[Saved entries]

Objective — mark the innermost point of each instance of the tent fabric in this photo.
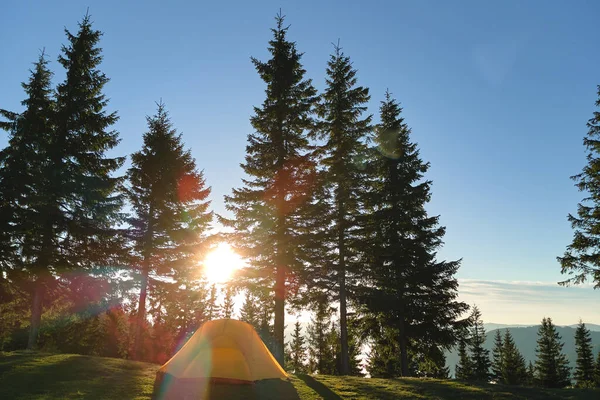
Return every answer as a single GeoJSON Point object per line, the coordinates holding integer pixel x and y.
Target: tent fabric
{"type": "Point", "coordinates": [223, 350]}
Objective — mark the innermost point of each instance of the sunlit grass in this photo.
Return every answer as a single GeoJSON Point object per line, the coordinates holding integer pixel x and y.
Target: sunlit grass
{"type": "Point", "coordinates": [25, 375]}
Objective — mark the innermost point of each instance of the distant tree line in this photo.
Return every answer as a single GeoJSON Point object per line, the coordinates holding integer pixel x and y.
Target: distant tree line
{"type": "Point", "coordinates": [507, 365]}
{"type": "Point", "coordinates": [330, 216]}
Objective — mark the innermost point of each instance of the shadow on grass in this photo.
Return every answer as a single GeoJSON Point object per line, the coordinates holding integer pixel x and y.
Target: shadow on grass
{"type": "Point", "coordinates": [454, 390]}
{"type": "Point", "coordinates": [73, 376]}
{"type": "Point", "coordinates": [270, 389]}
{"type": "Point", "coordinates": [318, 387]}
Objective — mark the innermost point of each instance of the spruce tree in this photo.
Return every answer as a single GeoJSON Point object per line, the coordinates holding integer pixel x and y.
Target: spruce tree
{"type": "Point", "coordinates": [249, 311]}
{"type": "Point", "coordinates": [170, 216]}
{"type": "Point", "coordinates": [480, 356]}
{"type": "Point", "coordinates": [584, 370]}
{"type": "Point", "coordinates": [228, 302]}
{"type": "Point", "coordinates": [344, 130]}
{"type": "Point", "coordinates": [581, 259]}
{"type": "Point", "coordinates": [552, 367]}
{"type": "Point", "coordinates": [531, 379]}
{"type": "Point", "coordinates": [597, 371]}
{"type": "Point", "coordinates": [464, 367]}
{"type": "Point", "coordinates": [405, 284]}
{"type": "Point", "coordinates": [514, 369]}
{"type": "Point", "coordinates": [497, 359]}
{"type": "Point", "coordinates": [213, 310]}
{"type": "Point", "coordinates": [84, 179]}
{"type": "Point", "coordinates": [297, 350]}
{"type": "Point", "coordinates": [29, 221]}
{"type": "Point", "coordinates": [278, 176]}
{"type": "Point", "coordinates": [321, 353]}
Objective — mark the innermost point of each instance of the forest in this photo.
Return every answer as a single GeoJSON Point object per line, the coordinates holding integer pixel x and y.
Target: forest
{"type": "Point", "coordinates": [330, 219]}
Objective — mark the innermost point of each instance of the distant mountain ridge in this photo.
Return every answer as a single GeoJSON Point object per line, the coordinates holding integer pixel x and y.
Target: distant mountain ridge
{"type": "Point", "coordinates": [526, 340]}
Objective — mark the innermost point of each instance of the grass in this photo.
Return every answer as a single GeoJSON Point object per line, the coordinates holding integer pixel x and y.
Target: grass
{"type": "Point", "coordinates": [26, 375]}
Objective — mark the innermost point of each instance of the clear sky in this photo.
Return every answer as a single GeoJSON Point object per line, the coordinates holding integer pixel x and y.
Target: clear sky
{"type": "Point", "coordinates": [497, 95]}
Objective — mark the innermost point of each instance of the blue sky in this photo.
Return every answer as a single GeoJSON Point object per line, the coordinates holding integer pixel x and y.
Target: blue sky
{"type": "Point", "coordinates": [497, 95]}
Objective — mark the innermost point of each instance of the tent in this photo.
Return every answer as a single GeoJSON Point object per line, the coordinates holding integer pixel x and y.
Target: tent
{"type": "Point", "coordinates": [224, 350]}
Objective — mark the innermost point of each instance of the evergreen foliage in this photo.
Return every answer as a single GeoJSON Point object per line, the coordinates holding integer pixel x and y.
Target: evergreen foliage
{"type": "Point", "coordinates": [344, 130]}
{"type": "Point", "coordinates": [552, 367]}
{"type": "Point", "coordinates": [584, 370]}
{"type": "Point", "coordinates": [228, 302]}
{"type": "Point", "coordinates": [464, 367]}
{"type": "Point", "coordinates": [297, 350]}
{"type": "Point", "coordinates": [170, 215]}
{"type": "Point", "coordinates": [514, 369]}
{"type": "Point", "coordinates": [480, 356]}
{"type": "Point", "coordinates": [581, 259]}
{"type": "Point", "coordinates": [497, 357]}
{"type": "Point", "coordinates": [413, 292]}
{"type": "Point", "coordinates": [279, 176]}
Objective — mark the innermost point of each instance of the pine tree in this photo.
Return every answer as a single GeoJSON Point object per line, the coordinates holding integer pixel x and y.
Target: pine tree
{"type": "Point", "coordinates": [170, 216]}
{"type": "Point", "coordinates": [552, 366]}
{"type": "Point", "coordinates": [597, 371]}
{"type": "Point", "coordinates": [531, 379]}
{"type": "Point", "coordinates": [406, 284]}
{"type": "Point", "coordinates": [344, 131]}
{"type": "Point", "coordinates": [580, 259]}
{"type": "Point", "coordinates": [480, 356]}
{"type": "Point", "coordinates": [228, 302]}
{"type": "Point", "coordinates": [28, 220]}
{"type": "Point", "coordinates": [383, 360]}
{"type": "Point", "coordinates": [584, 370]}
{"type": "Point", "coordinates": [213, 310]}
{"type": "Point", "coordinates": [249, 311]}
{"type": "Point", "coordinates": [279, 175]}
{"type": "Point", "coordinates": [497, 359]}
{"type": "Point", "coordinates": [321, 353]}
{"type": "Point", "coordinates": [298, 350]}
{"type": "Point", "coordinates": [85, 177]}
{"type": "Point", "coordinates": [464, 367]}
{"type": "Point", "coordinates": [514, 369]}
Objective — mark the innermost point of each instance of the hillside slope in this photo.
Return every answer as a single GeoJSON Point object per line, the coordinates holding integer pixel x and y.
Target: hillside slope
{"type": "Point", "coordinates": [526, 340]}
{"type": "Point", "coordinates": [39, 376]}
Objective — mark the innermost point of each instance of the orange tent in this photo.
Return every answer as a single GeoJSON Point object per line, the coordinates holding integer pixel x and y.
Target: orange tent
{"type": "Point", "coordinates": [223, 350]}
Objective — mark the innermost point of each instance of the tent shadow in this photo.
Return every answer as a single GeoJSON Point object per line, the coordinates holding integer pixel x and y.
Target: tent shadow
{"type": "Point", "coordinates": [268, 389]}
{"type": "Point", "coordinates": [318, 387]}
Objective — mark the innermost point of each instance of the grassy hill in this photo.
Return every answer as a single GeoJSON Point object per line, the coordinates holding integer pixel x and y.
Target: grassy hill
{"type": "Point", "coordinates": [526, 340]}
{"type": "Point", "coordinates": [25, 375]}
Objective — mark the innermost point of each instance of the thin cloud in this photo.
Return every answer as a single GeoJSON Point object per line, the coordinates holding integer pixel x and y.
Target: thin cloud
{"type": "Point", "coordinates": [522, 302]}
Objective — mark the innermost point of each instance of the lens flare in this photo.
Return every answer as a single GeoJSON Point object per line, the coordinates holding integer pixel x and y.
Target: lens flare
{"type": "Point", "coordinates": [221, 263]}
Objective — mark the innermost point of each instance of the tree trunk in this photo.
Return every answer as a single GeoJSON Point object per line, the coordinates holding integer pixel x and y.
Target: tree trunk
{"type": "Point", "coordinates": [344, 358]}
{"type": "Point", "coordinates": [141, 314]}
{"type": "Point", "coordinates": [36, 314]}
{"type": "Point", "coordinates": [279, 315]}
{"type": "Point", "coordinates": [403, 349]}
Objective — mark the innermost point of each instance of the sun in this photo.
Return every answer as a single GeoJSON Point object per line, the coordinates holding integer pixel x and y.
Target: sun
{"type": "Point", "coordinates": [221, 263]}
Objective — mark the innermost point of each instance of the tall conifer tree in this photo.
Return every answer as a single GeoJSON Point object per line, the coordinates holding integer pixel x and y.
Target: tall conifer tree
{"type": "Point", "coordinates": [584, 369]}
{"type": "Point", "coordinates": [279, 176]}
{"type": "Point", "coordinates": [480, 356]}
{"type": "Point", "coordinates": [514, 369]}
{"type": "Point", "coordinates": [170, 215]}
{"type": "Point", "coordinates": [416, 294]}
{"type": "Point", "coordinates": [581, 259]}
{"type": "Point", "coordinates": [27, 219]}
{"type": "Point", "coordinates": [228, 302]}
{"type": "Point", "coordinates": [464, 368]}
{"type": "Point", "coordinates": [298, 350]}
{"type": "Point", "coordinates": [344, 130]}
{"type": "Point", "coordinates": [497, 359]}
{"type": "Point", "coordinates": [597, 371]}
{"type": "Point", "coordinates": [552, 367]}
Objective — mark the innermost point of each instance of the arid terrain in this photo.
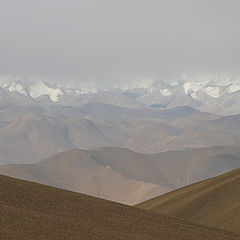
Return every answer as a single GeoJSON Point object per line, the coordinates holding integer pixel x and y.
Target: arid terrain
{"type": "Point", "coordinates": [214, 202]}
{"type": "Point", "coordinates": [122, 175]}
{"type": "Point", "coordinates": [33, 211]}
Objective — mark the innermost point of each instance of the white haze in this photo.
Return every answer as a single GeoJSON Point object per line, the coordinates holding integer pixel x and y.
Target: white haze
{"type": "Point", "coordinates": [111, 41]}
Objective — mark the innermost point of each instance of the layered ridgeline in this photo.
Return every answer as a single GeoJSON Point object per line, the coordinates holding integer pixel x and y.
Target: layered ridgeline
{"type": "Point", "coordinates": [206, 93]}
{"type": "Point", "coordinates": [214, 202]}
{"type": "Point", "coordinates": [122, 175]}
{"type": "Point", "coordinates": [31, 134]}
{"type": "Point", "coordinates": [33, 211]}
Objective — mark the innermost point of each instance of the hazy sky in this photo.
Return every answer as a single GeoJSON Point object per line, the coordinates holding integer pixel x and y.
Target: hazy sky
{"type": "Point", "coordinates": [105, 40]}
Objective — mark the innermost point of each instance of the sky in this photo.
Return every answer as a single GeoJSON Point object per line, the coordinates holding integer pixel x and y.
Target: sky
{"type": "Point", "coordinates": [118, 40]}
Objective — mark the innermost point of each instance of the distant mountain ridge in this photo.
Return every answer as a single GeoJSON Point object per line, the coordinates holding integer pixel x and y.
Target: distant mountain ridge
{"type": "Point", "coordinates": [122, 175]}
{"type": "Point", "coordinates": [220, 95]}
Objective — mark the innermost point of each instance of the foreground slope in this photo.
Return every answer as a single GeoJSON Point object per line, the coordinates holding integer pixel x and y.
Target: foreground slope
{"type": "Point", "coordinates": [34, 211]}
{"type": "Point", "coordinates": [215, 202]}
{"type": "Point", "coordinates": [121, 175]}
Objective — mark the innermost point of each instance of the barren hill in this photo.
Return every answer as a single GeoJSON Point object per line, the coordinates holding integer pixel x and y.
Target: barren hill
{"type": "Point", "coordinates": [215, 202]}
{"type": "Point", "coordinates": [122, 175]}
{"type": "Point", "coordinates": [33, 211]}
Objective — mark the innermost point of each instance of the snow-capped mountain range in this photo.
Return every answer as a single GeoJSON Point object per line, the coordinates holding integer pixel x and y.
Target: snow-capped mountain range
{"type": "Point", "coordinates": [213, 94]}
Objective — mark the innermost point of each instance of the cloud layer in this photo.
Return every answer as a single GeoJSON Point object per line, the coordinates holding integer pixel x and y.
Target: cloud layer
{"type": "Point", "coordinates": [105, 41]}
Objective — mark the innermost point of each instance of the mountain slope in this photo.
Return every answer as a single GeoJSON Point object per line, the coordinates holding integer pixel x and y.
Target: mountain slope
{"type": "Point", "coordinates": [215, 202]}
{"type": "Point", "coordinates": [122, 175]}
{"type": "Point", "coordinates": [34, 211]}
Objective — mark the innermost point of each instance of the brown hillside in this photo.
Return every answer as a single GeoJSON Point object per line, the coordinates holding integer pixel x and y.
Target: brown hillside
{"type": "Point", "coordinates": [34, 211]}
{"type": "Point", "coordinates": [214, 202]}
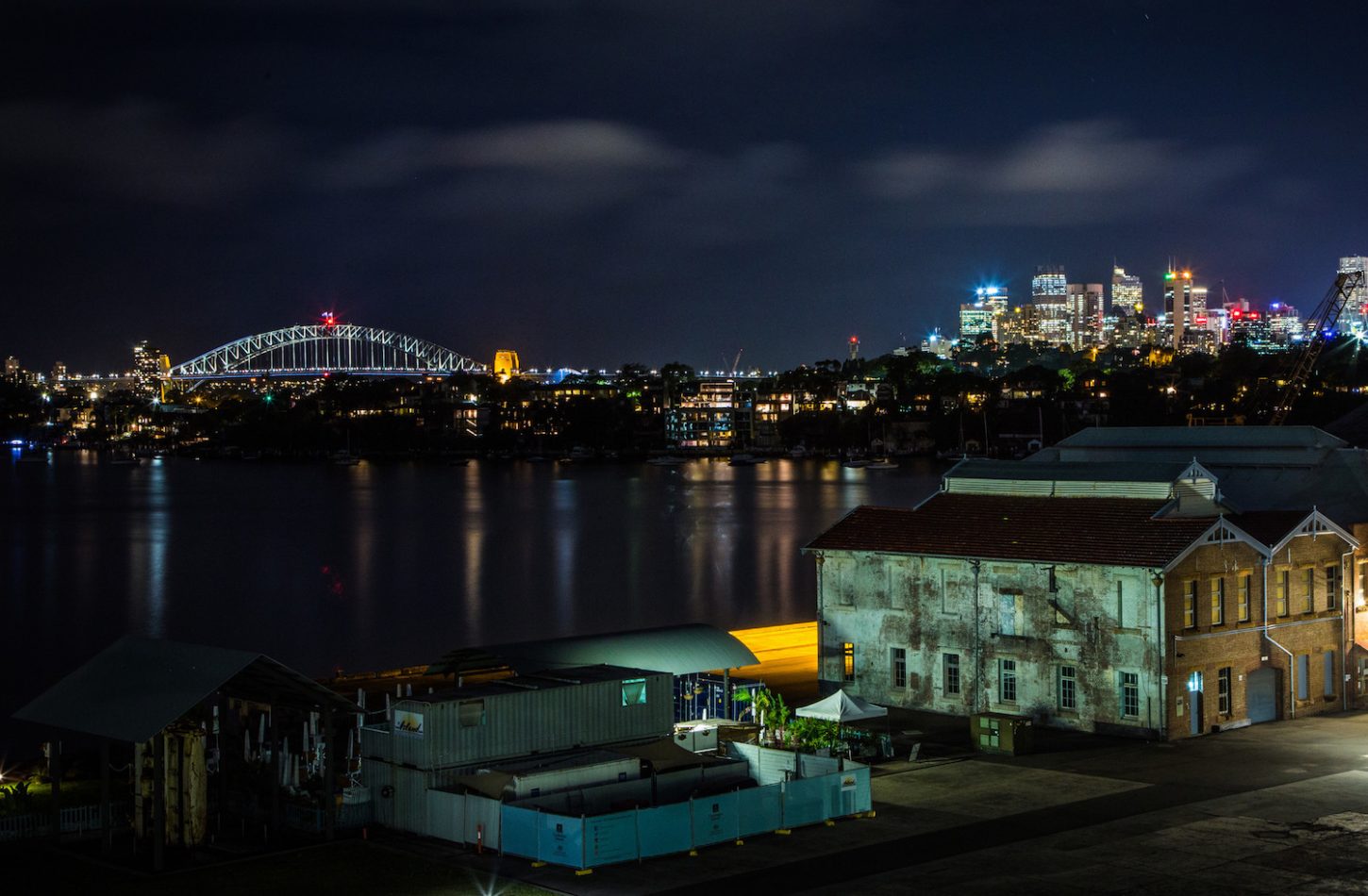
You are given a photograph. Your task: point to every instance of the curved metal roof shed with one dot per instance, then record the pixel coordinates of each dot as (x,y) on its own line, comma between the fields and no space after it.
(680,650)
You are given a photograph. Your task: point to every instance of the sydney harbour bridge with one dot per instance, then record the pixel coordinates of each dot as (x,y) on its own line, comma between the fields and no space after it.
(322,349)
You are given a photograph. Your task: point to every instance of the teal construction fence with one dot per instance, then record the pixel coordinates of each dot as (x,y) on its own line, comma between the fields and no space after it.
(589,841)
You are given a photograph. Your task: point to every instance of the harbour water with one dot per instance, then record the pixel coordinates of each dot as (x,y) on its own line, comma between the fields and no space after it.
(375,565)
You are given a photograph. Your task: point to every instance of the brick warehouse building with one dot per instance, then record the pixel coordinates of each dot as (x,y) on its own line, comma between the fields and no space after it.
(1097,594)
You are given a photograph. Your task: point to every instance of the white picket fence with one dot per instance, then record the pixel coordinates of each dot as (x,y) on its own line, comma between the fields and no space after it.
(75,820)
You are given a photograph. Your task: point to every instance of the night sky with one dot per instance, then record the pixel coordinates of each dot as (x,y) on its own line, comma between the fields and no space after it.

§ **WHAT IS BEING ASKED**: For the lines above, output exactly those from the line containing "Target: blue sky" through the line containing "foliage in this photo.", and skip the others.

§ **ANSWER FOR THE TASK**:
Target: blue sky
{"type": "Point", "coordinates": [497, 95]}
Objective — mark the innermost point of each instance of the tent in this photo.
Return every answer as a single GeoJSON Point object per line, the coordinates holding integer pixel x and y.
Target: tent
{"type": "Point", "coordinates": [224, 350]}
Objective — mark the innermost point of each instance of the evergreen foliage in this photo.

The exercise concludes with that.